A cure for mass shootings doesn't exist

Outrage is justified, but a remedy has to make a difference — and in our system of government, that must be the consensus view.

By Steve Chapman

Chicago Tribune
February 19, 2018 at 11:17PM
Students protest against gun violence outside of the White House just days after 17 people were killed in a shooting at a south Florida high school on Monday, February 19, 2018 in Washington, D.C. (Olivier Douliery/Abaca Press/TNS) ORG XMIT: 1223979
Students protested against gun violence outside of the White House on Monday, just days after 17 people were killed in a shooting at a Florida school. (The Minnesota Star Tribune)

Every time there is a mass shooting, a chorus goes up: "We must do something to keep this from happening again. We can't tolerate it any longer." Revulsion understandably creates a demand for remedies. But every time, we do nothing, to the fury of those who denounce the inaction as shameful.

There is a simple explanation, though, for the inaction. It's not that the National Rifle Association is all-powerful, that too many Americans are blind to reason or that most are complacent about wanton slaughter. It's that there are no plausible options that offer more than the faintest prospect of preventing a massacre in the next year or the next decade.

Our constitutional framework was not designed to facilitate drastic government action. It was designed to prevent it in the absence of a clear and durable public consensus. In this instance, there is none.

Mass shootings are a horrific problem that is peculiarly resistant to solutions. To a great extent, public policy is impotent. Until the advocates of new restrictions can make the case that they would make a difference, little is likely to happen.

What answers do they offer? One is reinstituting the federal ban on "assault weapons" and high-capacity magazines that was in effect from 1994 to 2004. Another is expanding the federal background check system to cover private sales. Another is to make it easier to flag people with mental health problems and bar sales to them.

[Material]
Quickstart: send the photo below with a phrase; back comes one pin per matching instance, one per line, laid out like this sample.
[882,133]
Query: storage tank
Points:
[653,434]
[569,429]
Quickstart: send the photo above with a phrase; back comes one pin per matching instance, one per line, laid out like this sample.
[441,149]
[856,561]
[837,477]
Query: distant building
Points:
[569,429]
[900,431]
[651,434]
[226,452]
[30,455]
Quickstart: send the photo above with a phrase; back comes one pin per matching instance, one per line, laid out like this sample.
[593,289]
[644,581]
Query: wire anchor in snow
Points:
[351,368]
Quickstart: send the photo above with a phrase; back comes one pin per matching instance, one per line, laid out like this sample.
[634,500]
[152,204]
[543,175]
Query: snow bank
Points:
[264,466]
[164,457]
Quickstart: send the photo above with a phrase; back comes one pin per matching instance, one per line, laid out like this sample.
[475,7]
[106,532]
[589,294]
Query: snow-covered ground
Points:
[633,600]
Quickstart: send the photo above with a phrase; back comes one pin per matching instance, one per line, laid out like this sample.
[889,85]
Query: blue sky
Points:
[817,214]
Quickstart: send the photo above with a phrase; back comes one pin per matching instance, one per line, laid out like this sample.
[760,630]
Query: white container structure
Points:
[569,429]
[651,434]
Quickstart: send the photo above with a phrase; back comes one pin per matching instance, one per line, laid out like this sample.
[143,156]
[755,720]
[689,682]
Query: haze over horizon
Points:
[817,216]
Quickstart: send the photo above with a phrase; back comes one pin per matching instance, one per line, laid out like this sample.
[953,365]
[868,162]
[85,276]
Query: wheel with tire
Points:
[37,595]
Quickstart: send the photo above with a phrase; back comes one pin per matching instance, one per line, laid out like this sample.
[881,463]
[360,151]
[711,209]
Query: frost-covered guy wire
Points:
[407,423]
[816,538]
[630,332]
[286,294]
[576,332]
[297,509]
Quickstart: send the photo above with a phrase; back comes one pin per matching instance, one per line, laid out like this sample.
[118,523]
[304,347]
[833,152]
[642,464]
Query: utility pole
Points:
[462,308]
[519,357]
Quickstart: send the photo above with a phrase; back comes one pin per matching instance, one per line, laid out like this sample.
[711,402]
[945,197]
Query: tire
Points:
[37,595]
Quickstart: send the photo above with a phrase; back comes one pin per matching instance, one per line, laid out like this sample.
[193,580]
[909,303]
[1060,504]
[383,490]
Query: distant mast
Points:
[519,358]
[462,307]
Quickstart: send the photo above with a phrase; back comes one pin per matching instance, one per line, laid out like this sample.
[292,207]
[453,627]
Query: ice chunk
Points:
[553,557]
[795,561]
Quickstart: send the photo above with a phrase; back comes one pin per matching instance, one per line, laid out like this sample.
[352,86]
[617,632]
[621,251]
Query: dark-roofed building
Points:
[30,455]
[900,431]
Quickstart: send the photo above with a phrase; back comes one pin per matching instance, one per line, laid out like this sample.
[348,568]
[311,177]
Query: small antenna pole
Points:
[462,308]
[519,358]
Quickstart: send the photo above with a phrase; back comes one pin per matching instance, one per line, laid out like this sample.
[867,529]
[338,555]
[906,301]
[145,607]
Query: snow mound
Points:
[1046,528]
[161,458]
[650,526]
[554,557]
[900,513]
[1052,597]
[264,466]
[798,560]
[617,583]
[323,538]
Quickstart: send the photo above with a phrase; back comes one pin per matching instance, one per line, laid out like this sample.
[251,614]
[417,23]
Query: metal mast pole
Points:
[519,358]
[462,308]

[Objective] Carry on the column on mass shootings, starting right after its final sentence. The listing has no connection to the column on mass shootings.

[Answer to the task]
These are not necessarily wrong, but they are unpromising. Though an AR-15 may be particularly useful for mass shootings, there are many substitutes that fire just as rapidly and use equally destructive ammunition. A ban on high-capacity magazines would be a puny impediment to someone like the killer in Parkland, Fla.

Mass shooters, Florida State University criminologist Gary Kleck told me, "always use multiple guns and/or multiple magazines, enabling them to easily fire many rounds quickly even if they had only smaller-capacity magazines. And they do not need guns that fire fast, because they do not fire fast during their crimes." The Parkland shooter had multiple magazines.

A 2013 study of the 1994 law for the National Institute of Justice said, "We cannot clearly credit the ban with any of the nation's recent drop in gun violence." It also said, "Should it be renewed, the ban's effects on gun violence are likely to be small at best and perhaps too small for reliable measurement."

Even if the law had any positive effect then, it would be far less likely to help today, because there are far more of these guns now. In 1994, Americans owned about 1.5 million "assault weapons." The number is now around 8 million.

Restoring the 1994 law would not eliminate them. It would only block new sales — and foster new models engineered to get around the new rules. People would be able to keep and buy the "assault weapons" already out there.

Background checks for private sales would make it harder for felons to acquire guns. But mass shooters have typically gotten their arms legally from licensed dealers as the alleged killer in Parkland did.

Yes, it might make a difference if the U.S. emulated Australia by outlawing certain guns and requiring owners to surrender them. Constitutional issues aside, that sort of law couldn't be passed here — or enforced. It belongs in the realm of fantasy.

Broadening the exclusion for mental health problems would mean penalizing millions of people who pose no danger. It would also deter troubled gun owners from seeking treatment.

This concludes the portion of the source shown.